Source data:
*** Begin section ***

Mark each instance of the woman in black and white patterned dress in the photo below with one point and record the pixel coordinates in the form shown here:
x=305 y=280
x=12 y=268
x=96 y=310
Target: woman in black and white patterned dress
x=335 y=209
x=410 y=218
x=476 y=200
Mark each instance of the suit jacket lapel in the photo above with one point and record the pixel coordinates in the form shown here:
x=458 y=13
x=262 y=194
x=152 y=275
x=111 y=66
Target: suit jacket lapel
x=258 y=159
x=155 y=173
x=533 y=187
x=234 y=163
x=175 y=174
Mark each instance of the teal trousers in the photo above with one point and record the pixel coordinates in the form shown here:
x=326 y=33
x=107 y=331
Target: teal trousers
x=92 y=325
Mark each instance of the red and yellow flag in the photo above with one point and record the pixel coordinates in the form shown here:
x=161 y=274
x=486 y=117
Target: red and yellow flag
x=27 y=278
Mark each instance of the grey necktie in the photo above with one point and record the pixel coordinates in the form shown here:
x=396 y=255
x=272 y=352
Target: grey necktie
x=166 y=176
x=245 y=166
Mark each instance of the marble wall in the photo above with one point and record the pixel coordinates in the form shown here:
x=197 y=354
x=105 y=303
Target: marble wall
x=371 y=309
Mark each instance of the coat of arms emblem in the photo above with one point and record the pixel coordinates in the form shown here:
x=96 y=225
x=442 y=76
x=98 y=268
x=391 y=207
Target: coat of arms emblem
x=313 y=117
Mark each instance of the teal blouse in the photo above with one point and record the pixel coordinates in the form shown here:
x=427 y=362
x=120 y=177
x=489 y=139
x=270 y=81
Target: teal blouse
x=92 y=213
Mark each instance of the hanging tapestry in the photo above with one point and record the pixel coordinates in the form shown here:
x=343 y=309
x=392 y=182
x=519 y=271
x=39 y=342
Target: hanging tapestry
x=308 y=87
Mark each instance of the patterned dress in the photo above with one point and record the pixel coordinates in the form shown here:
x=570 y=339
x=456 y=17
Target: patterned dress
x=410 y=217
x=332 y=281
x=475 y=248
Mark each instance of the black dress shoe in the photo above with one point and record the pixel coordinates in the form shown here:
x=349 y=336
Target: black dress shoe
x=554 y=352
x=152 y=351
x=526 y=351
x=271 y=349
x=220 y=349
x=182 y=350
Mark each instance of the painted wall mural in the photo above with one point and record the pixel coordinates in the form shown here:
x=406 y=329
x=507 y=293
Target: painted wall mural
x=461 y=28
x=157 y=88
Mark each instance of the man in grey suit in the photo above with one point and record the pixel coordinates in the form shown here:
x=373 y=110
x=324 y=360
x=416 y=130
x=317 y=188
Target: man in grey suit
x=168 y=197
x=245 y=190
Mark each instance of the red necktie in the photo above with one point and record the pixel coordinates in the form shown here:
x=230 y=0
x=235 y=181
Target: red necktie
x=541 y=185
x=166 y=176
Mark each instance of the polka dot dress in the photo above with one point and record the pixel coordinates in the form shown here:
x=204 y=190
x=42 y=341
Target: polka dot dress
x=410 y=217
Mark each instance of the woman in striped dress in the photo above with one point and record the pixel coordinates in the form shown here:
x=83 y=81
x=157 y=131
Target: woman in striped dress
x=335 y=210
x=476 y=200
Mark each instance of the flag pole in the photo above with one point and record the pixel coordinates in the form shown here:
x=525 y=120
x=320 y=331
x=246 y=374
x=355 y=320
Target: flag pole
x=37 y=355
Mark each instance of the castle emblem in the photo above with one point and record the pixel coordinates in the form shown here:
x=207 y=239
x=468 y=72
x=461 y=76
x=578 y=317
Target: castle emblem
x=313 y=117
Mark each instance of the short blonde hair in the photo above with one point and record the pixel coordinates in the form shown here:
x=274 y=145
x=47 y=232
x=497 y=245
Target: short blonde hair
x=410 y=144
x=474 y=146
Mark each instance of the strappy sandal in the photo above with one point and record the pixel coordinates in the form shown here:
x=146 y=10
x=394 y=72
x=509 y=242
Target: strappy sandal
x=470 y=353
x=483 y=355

*** End section ***
*** Begin section ***

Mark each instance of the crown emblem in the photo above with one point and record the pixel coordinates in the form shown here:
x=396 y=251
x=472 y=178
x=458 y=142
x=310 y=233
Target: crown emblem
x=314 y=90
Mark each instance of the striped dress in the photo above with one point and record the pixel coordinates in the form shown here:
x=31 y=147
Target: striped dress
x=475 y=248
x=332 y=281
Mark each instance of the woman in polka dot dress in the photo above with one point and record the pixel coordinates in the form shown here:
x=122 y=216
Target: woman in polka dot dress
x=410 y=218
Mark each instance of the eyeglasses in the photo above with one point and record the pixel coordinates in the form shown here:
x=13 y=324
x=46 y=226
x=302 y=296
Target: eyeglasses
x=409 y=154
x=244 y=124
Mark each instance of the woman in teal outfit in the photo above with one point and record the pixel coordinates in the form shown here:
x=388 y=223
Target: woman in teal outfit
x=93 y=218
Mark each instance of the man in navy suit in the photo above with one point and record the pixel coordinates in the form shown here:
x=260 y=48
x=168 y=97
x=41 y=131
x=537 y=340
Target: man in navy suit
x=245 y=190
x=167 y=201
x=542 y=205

*** End section ***

Retype exactly, and only, the lines above from the one where "Mark each instance of the man in grey" occurs up to and including the one where "x=157 y=131" occurs.

Mark each instance of the man in grey suit in the photo above with one point and record the pixel coordinates in the form shown here:
x=373 y=110
x=324 y=360
x=416 y=130
x=317 y=188
Target: man in grey suit
x=168 y=197
x=245 y=190
Mark each instance of the red necktie in the photo above with one point and record the pixel coordinates in the form shown here:
x=230 y=0
x=235 y=181
Target: red necktie
x=541 y=185
x=166 y=176
Mark each instance of the polka dot dress in the photo above with one point and record the pixel coordinates in the form shown here:
x=204 y=190
x=42 y=341
Target: polka dot dress
x=410 y=217
Mark each instance of the woman in striped dress in the photo above with one point and record the pixel coordinates in the form shown here:
x=83 y=81
x=157 y=131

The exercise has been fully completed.